WORK REQUIRED: Count the lines of the records below that contain the string "blanket", treating case as significant, and reply with that number alone.

Records excerpted from a collection:
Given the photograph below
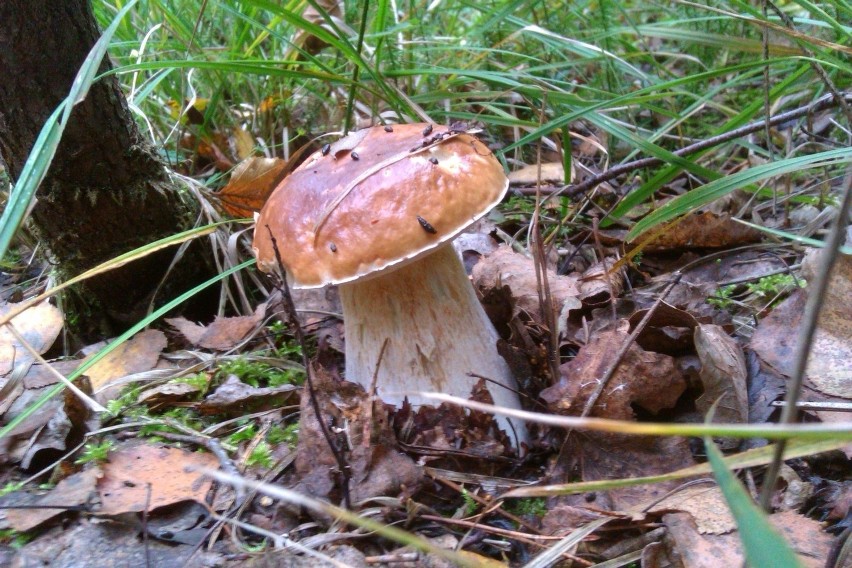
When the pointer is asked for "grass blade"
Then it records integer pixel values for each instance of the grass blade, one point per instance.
(763, 545)
(40, 158)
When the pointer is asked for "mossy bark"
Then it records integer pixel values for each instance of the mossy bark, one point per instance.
(106, 192)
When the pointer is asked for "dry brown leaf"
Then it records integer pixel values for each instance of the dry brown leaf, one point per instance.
(137, 355)
(830, 362)
(377, 467)
(705, 503)
(168, 394)
(504, 267)
(75, 490)
(39, 326)
(142, 477)
(670, 330)
(599, 283)
(687, 544)
(703, 230)
(243, 144)
(649, 380)
(723, 374)
(603, 456)
(235, 396)
(529, 175)
(805, 536)
(223, 334)
(250, 185)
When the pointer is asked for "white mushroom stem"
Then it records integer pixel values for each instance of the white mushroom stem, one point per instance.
(436, 333)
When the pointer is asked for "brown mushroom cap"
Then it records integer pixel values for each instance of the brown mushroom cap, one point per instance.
(374, 200)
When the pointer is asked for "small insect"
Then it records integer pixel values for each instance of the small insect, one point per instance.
(426, 225)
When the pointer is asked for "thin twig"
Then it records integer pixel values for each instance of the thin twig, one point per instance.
(290, 309)
(626, 345)
(816, 295)
(827, 101)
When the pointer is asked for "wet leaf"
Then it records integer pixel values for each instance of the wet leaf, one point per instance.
(39, 326)
(75, 490)
(137, 355)
(223, 334)
(235, 396)
(723, 374)
(649, 380)
(251, 183)
(830, 362)
(703, 230)
(141, 477)
(504, 267)
(529, 175)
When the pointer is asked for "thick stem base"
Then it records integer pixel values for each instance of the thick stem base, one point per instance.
(436, 333)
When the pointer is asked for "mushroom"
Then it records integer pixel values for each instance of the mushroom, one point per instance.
(380, 227)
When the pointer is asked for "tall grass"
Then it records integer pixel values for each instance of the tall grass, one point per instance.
(642, 78)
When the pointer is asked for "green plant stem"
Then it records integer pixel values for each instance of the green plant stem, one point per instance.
(827, 101)
(810, 318)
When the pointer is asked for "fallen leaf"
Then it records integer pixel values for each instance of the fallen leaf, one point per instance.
(223, 334)
(602, 456)
(168, 394)
(251, 183)
(806, 537)
(687, 544)
(646, 379)
(39, 325)
(764, 387)
(670, 330)
(137, 355)
(830, 362)
(235, 396)
(75, 490)
(504, 267)
(377, 467)
(703, 230)
(723, 375)
(529, 175)
(705, 503)
(142, 477)
(65, 428)
(599, 283)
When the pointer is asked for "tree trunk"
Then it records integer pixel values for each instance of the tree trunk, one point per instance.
(106, 192)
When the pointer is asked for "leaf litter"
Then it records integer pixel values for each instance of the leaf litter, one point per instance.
(689, 355)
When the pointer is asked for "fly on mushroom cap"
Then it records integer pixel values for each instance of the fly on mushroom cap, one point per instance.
(380, 227)
(369, 207)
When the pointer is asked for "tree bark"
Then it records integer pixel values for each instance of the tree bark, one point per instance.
(106, 192)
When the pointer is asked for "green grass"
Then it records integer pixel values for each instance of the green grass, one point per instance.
(643, 79)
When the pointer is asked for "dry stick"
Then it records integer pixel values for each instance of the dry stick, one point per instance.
(816, 294)
(290, 308)
(485, 503)
(827, 101)
(145, 525)
(626, 345)
(545, 299)
(814, 62)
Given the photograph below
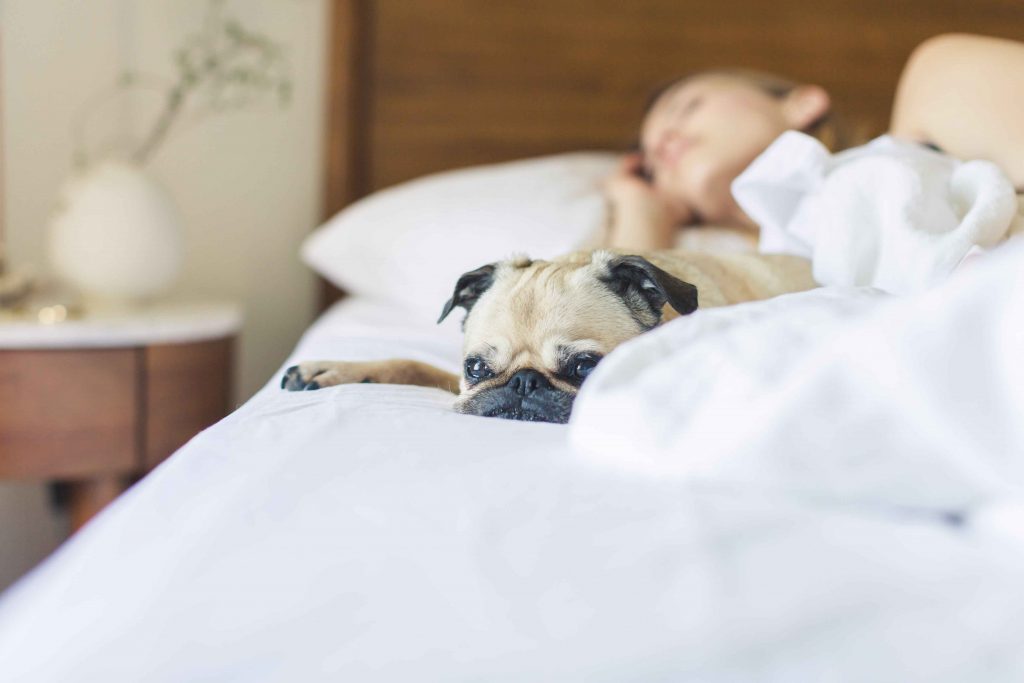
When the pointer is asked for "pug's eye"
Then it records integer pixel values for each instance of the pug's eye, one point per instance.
(477, 370)
(583, 366)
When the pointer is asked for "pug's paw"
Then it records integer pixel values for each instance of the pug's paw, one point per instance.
(314, 375)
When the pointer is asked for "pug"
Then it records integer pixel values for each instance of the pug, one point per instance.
(534, 331)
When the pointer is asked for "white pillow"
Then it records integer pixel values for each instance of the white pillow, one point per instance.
(409, 244)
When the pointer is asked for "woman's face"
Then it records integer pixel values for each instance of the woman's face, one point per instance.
(700, 134)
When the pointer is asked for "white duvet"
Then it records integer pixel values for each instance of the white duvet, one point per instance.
(821, 487)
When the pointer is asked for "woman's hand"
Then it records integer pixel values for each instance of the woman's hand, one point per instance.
(641, 219)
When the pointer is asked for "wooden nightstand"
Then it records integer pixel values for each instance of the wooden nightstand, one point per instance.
(99, 401)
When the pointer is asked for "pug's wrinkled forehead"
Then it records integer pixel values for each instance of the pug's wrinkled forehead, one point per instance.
(547, 308)
(534, 313)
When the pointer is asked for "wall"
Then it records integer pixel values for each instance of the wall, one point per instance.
(247, 182)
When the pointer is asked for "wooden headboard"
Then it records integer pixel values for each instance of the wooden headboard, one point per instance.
(417, 86)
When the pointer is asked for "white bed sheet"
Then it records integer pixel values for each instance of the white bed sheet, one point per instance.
(368, 532)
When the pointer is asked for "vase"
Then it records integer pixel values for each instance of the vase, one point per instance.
(117, 235)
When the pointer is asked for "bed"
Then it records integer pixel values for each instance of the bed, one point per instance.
(821, 486)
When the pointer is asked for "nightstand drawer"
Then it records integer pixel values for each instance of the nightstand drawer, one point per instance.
(186, 390)
(68, 414)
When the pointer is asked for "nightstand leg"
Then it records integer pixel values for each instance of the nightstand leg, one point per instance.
(90, 496)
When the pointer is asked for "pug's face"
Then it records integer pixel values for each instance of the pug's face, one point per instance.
(535, 330)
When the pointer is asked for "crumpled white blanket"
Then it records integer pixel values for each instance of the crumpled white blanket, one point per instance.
(842, 395)
(890, 214)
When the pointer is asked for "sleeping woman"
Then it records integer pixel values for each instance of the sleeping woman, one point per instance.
(961, 94)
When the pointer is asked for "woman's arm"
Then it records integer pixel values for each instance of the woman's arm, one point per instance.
(639, 219)
(966, 94)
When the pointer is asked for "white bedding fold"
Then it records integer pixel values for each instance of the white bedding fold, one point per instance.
(832, 394)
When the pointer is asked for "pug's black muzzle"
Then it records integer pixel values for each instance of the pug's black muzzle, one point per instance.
(527, 395)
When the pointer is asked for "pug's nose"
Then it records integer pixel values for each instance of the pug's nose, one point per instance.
(527, 381)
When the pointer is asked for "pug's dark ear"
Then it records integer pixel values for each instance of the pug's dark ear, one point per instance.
(470, 287)
(645, 289)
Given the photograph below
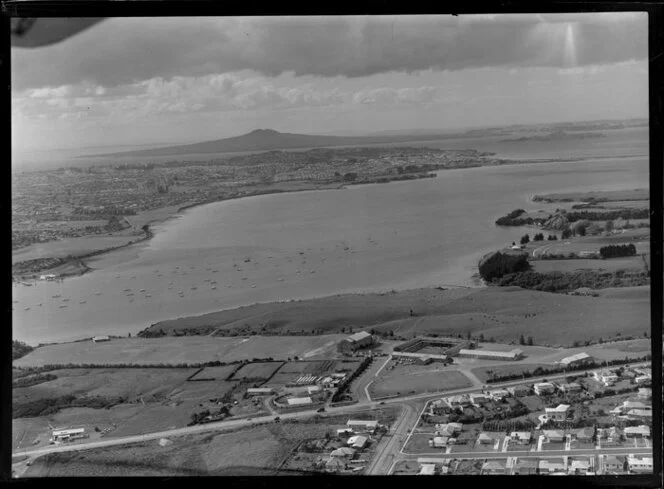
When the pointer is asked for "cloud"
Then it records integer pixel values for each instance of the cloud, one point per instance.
(127, 51)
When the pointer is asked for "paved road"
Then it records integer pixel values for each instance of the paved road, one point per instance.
(391, 449)
(530, 454)
(385, 452)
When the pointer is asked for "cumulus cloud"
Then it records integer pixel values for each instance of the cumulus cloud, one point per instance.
(126, 51)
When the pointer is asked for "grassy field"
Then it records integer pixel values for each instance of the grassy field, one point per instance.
(149, 383)
(258, 450)
(191, 349)
(611, 265)
(215, 373)
(503, 313)
(406, 380)
(482, 373)
(609, 195)
(262, 370)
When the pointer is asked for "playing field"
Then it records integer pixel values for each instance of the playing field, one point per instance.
(257, 370)
(405, 381)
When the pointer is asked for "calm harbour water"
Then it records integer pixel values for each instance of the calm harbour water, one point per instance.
(300, 245)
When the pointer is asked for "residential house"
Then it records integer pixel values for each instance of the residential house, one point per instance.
(579, 466)
(498, 394)
(519, 390)
(555, 436)
(640, 413)
(458, 401)
(553, 465)
(644, 393)
(544, 388)
(357, 441)
(558, 413)
(526, 466)
(335, 464)
(570, 388)
(521, 436)
(439, 441)
(642, 431)
(493, 467)
(583, 434)
(449, 429)
(611, 435)
(343, 452)
(614, 463)
(362, 425)
(478, 400)
(606, 377)
(640, 463)
(485, 439)
(643, 379)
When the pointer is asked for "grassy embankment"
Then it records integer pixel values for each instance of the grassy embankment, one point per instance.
(502, 313)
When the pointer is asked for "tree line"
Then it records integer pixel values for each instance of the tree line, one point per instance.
(615, 251)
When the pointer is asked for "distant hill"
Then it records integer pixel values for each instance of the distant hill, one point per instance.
(268, 139)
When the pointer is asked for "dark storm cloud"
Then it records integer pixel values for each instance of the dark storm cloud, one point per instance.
(123, 51)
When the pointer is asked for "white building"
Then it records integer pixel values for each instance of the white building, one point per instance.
(639, 463)
(260, 391)
(299, 401)
(574, 360)
(642, 431)
(544, 388)
(515, 354)
(558, 413)
(368, 425)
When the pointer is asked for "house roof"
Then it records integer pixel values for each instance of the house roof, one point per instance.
(342, 452)
(359, 336)
(561, 408)
(574, 358)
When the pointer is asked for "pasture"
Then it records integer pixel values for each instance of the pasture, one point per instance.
(184, 349)
(407, 380)
(215, 373)
(257, 370)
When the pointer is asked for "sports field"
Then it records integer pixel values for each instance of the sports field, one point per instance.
(413, 380)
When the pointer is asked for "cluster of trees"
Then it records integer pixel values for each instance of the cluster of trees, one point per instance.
(31, 380)
(514, 219)
(608, 215)
(508, 426)
(499, 264)
(345, 384)
(569, 281)
(20, 349)
(541, 371)
(615, 251)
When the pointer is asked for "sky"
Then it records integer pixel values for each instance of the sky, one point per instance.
(140, 81)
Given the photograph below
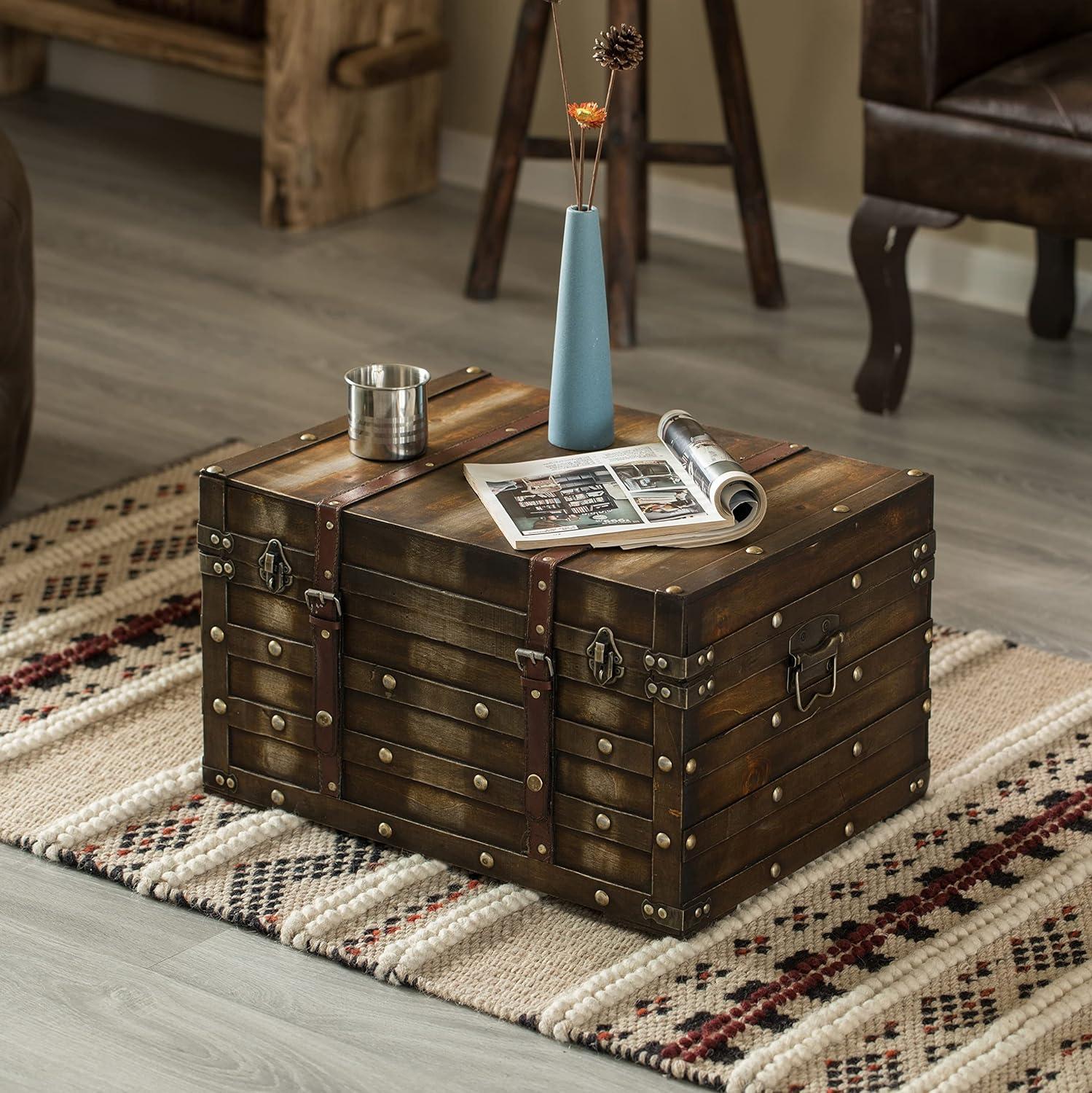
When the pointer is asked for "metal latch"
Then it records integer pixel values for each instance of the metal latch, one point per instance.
(533, 656)
(605, 662)
(316, 599)
(814, 644)
(273, 568)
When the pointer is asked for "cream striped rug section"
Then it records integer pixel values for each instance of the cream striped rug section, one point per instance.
(943, 949)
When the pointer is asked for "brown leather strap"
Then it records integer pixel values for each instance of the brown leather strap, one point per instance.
(323, 603)
(535, 659)
(248, 461)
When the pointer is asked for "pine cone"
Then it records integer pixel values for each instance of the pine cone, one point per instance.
(620, 50)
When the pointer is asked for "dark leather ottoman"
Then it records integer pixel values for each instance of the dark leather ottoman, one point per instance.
(17, 317)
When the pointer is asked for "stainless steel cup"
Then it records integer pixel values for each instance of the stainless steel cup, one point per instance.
(388, 412)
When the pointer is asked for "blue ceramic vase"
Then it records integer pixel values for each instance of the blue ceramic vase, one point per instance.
(582, 397)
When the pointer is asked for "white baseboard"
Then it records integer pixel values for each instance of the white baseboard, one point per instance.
(985, 277)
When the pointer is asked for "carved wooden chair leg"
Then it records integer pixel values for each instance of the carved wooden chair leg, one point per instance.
(879, 240)
(1054, 297)
(508, 151)
(747, 154)
(624, 194)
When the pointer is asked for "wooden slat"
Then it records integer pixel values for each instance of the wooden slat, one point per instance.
(135, 34)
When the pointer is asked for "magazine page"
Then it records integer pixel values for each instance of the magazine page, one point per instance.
(607, 498)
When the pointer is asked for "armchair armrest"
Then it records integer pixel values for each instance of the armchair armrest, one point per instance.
(914, 52)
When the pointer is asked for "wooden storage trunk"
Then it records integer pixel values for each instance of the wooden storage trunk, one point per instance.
(683, 726)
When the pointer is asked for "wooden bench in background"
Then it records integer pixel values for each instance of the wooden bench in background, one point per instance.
(352, 87)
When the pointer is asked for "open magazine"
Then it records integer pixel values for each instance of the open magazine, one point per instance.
(683, 491)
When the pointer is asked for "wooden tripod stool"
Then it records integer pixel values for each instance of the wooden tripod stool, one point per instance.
(630, 153)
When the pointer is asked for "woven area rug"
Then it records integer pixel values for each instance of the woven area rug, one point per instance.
(943, 949)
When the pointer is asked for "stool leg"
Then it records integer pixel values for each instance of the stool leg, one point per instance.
(624, 195)
(747, 154)
(508, 151)
(642, 76)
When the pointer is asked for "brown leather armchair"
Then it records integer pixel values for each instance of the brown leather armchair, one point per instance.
(17, 318)
(972, 109)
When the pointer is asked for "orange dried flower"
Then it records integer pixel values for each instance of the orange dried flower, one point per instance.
(587, 115)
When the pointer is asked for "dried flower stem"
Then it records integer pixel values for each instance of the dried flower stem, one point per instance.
(600, 146)
(565, 87)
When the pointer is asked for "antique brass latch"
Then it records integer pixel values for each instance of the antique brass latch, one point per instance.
(605, 662)
(273, 568)
(814, 644)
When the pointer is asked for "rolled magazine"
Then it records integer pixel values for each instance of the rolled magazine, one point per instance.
(737, 495)
(685, 491)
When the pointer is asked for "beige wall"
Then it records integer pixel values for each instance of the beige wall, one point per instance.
(804, 59)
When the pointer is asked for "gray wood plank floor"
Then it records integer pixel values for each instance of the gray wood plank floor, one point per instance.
(168, 321)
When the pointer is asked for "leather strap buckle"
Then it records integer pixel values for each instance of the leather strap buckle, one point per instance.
(533, 656)
(317, 600)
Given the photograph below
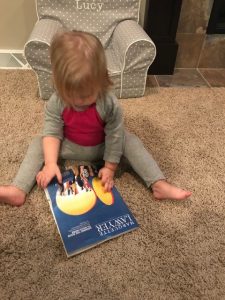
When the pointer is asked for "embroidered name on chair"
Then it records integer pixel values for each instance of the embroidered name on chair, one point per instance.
(95, 6)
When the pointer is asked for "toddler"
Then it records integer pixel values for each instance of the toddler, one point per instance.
(84, 122)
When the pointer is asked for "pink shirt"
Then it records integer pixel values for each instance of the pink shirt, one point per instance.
(84, 128)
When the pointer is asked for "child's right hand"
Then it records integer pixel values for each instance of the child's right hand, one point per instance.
(47, 173)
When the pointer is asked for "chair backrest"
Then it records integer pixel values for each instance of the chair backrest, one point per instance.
(99, 17)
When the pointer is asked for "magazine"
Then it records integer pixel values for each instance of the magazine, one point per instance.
(84, 213)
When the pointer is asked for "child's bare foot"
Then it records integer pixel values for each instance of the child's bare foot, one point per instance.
(163, 190)
(12, 195)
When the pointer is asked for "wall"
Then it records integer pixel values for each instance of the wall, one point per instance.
(18, 18)
(196, 48)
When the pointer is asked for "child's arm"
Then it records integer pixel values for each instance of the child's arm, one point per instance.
(51, 147)
(107, 174)
(52, 136)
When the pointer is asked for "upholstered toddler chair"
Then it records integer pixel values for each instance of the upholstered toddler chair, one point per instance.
(129, 50)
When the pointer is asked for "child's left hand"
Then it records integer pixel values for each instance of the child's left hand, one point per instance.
(106, 176)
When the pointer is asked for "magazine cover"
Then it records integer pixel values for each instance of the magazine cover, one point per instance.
(84, 214)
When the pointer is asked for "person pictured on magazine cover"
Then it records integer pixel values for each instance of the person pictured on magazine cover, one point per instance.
(83, 121)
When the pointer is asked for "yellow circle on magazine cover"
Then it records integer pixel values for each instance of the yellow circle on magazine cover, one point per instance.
(76, 204)
(105, 197)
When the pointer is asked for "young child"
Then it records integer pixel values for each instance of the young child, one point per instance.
(83, 121)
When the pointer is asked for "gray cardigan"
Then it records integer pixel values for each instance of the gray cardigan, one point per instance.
(109, 111)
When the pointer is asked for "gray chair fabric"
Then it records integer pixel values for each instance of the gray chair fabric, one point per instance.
(129, 50)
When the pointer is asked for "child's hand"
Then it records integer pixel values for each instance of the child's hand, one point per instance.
(47, 173)
(106, 176)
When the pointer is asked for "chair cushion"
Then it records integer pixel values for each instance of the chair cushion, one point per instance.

OUTPUT FOR THIS EXERCISE: 2